# Items listed in a dataset
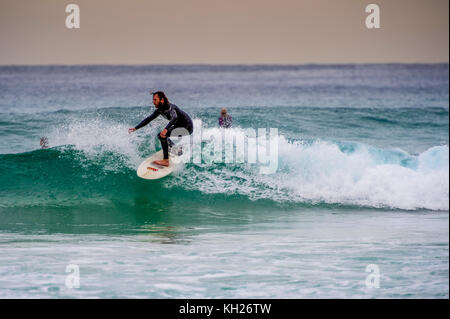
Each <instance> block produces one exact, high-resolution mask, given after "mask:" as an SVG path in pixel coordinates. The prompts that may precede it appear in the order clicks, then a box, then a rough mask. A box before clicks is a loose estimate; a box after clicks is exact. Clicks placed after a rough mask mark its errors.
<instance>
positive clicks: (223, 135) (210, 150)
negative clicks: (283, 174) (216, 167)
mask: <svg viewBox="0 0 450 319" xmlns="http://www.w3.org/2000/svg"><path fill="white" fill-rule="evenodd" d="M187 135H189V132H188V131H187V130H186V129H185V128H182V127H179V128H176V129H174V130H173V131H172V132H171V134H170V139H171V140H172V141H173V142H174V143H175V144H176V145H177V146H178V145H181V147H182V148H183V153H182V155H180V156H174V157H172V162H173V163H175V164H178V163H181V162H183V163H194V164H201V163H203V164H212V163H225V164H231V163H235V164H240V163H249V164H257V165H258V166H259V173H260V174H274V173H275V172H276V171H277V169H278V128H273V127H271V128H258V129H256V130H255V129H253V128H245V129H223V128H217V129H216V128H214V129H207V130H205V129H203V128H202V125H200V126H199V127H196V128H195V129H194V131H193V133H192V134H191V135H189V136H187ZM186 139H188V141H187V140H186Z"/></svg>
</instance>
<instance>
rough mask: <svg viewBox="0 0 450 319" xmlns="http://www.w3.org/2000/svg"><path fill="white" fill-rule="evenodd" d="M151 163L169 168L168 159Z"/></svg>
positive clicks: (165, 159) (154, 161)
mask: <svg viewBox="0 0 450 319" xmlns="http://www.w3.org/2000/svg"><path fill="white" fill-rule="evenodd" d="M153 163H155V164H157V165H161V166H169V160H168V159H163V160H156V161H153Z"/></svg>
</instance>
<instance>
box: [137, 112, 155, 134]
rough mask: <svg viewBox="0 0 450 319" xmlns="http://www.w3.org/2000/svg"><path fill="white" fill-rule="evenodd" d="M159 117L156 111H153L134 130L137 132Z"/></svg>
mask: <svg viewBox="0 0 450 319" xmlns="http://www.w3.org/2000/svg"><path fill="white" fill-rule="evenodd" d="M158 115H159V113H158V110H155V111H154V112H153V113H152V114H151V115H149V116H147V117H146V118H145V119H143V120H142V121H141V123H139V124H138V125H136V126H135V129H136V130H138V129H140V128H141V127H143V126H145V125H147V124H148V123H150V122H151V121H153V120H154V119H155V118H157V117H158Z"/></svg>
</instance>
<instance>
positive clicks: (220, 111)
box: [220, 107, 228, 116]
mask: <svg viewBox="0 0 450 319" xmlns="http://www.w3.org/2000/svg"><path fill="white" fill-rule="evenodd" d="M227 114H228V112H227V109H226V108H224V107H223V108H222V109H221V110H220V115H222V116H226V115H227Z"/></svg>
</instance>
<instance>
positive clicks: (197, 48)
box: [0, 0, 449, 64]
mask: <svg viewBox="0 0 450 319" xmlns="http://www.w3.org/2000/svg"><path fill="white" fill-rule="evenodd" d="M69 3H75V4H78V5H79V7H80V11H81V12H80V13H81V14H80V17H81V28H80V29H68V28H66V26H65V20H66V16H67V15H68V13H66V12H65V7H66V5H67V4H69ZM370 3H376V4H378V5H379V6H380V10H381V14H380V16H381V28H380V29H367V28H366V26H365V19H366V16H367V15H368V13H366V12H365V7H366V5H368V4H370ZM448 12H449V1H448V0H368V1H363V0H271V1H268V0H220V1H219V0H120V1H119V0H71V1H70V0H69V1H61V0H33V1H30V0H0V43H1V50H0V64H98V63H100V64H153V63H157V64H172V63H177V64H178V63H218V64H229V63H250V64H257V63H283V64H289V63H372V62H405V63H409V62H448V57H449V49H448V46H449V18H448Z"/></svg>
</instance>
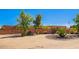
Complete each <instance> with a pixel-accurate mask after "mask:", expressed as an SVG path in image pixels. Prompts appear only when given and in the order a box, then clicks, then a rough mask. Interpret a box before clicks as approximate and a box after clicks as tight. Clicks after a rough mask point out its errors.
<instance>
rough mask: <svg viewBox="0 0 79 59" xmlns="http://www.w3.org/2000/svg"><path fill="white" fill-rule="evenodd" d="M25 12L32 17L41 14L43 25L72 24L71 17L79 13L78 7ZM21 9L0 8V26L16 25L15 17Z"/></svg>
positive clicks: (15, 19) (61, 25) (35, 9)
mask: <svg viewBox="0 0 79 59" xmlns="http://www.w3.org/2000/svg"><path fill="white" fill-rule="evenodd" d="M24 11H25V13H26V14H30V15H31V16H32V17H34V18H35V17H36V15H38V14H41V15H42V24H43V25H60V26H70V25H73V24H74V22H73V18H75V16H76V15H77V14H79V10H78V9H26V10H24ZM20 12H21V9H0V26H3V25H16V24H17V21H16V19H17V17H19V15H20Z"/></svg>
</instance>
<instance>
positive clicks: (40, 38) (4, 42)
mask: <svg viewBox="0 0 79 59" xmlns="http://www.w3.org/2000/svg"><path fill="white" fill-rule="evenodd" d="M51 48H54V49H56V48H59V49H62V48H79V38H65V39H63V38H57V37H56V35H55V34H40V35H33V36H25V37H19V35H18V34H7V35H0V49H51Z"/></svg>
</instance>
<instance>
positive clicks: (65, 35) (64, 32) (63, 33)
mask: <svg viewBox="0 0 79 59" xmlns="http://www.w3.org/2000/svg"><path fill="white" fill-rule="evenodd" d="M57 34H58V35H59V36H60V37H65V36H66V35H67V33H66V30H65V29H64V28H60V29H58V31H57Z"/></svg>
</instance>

# Instructions to follow
Look above for the line containing "positive clicks: (15, 19) (61, 25) (35, 9)", then please write out that line and each one after it through the end, exactly, with nothing else.

# Exercise response
positive clicks: (15, 19) (61, 25) (35, 9)
mask: <svg viewBox="0 0 79 59" xmlns="http://www.w3.org/2000/svg"><path fill="white" fill-rule="evenodd" d="M24 11H25V13H26V14H30V15H31V16H32V17H34V18H35V17H36V15H38V14H41V15H42V24H43V25H60V26H70V25H73V24H74V22H73V18H75V16H76V15H77V14H79V10H78V9H26V10H24ZM20 12H21V9H0V26H3V25H16V24H17V21H16V19H17V17H19V15H20Z"/></svg>
</instance>
<instance>
positive clicks: (40, 38) (4, 42)
mask: <svg viewBox="0 0 79 59" xmlns="http://www.w3.org/2000/svg"><path fill="white" fill-rule="evenodd" d="M51 48H54V49H56V48H59V49H62V48H79V38H65V39H63V38H57V37H56V35H55V34H40V35H33V36H25V37H19V35H18V34H7V35H0V49H51Z"/></svg>
</instance>
<instance>
positive clicks: (65, 35) (64, 32) (63, 33)
mask: <svg viewBox="0 0 79 59" xmlns="http://www.w3.org/2000/svg"><path fill="white" fill-rule="evenodd" d="M57 34H58V35H59V36H60V37H65V36H66V35H67V33H66V30H65V29H64V28H60V29H58V31H57Z"/></svg>
</instance>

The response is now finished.